-- Start of Data section --

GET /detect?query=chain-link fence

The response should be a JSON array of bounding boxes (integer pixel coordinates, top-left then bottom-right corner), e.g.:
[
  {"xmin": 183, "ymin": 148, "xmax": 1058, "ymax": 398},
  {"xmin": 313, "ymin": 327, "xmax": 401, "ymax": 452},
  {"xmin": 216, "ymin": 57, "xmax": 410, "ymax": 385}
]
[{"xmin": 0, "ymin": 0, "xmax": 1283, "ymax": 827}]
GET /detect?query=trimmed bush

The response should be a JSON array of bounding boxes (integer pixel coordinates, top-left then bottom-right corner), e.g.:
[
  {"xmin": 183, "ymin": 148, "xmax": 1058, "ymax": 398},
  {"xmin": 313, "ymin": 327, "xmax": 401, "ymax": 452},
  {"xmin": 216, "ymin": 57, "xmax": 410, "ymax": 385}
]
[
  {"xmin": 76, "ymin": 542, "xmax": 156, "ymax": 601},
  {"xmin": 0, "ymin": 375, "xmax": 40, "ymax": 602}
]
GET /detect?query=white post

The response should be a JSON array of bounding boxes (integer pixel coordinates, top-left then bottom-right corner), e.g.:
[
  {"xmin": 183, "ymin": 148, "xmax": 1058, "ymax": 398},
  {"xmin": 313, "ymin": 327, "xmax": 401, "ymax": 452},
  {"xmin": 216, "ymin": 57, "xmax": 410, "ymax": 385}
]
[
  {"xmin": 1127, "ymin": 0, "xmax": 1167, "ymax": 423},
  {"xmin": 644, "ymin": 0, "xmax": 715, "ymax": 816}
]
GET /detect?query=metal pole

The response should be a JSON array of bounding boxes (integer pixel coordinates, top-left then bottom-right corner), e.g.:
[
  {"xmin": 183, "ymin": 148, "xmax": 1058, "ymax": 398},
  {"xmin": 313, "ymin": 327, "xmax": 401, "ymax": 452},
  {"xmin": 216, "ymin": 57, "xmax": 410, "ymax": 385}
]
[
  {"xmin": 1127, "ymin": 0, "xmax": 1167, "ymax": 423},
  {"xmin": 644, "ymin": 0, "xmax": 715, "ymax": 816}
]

-- End of Data section --

> [Task directions] Rewrite all of the entries above, substituting "whole-number pixel coordinates" for each occurrence of "integer pixel coordinates" and keeping everything else the same.

> [Finished task]
GET /detect?query=chain-link fence

The response should be a JSON array of bounding boxes (whole-number pixel coordinates, top-left then bottom-right corner), e.g.:
[
  {"xmin": 183, "ymin": 148, "xmax": 1058, "ymax": 398},
  {"xmin": 313, "ymin": 327, "xmax": 401, "ymax": 452},
  {"xmin": 216, "ymin": 57, "xmax": 410, "ymax": 385}
]
[{"xmin": 0, "ymin": 0, "xmax": 1283, "ymax": 827}]
GET /detect?query=trimmed bush

The response should be a JSON array of bounding boxes (whole-number pixel coordinates, top-left then bottom-right corner), e.g.:
[
  {"xmin": 183, "ymin": 148, "xmax": 1058, "ymax": 398},
  {"xmin": 313, "ymin": 327, "xmax": 401, "ymax": 452},
  {"xmin": 216, "ymin": 57, "xmax": 410, "ymax": 385}
]
[
  {"xmin": 76, "ymin": 542, "xmax": 156, "ymax": 601},
  {"xmin": 0, "ymin": 375, "xmax": 40, "ymax": 602}
]
GET /detect?query=white post

The response should be a JSON array of bounding boxes (whole-number pixel coordinates, top-left then bottom-right corner), e.g.:
[
  {"xmin": 183, "ymin": 148, "xmax": 1058, "ymax": 398},
  {"xmin": 313, "ymin": 327, "xmax": 401, "ymax": 452},
  {"xmin": 216, "ymin": 57, "xmax": 410, "ymax": 385}
]
[
  {"xmin": 1127, "ymin": 0, "xmax": 1167, "ymax": 423},
  {"xmin": 644, "ymin": 0, "xmax": 715, "ymax": 816}
]
GET /detect?query=metal pole

The response should be a JSON array of bounding boxes (whole-number pixel coordinates, top-left then bottom-right corner), e.g.:
[
  {"xmin": 183, "ymin": 148, "xmax": 1058, "ymax": 398},
  {"xmin": 313, "ymin": 327, "xmax": 401, "ymax": 452},
  {"xmin": 216, "ymin": 57, "xmax": 410, "ymax": 385}
]
[
  {"xmin": 1127, "ymin": 0, "xmax": 1167, "ymax": 423},
  {"xmin": 644, "ymin": 0, "xmax": 715, "ymax": 816}
]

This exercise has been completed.